■ TASKS TO CARRY OUT ■
a - Answer these questions using the post about the cats:
(i) What was the name of the cat that had to be returned?
(ii) At what time does the kitten wake the writer each morning?
(iii) How much weight has the writer lost?
b - Revise the data items by changing "woman's hand" to "person's hand" throughout, and leave everything else as it is.

■ SUPPLIED TEXT ■
----

Someone who cared about me for who I am and I mean really cared !!
Someone took all this from us.
I know this was not right but you do not control your emotions.
We learned a lot about life in two different worlds.
When someone says he's ruined my life, it's just the opposite.
He gave me life back and made me feel joy in small things.
To you who did this, I wonder why, do you hate me so much.
I want to know so I can try to move on.
It's hard but I guess I have to.
So please whoever you are and no matter why tell me.
I can't handle this anymore.
Isolated due to Corona. I have no appetite, I have lost 4 1/2 kilos now.
And this would not be enough.
I had to return the cat Isak. He was probably more hurt than me.
He started attacking for no reason.
I understand that not all cats can be repaired.
It was so hard to have to leave him.
But it does not work to have it that way.
So now the kitten Frasse has moved in with me.
He's a lively little guy.  He was left alone in the woods.
He wakes me up every morning at 6 o'clock to sit and kiss me on the face.
Had it not been for him, I would probably have slept all day.
 
 
 
 
 
With this depressing post,
I say to my special friend "Ana oheboka kasera" " أحبك ".
 
I wish you all a wonderful day / evening wherever in the world you are.

----

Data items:
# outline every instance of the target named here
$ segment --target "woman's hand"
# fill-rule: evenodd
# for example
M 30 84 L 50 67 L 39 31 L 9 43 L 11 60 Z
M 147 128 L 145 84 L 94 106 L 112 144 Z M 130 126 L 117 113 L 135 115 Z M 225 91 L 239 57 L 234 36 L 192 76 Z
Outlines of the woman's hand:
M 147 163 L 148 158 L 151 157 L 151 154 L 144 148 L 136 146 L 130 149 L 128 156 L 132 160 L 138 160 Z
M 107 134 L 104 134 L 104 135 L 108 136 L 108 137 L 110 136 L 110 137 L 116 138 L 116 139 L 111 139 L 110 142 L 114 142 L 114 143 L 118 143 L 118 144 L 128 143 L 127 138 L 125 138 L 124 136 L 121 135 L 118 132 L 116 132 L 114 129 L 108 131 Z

----

■ EXPECTED OUTPUTS ■
a -
(i) Isak
(ii) 6 o'clock
(iii) 4 1/2 kilos

b -
# outline every instance of the target named here
$ segment --target "person's hand"
# fill-rule: evenodd
# for example
M 30 84 L 50 67 L 39 31 L 9 43 L 11 60 Z
M 147 128 L 145 84 L 94 106 L 112 144 Z M 130 126 L 117 113 L 135 115 Z M 225 91 L 239 57 L 234 36 L 192 76 Z
Outlines of the person's hand:
M 147 163 L 148 158 L 151 157 L 151 154 L 144 148 L 136 146 L 130 149 L 128 156 L 132 160 L 138 160 Z
M 107 134 L 104 134 L 104 135 L 108 136 L 108 137 L 110 136 L 110 137 L 116 138 L 116 139 L 111 139 L 110 142 L 114 142 L 114 143 L 118 143 L 118 144 L 128 143 L 127 138 L 125 138 L 124 136 L 121 135 L 118 132 L 116 132 L 114 129 L 108 131 Z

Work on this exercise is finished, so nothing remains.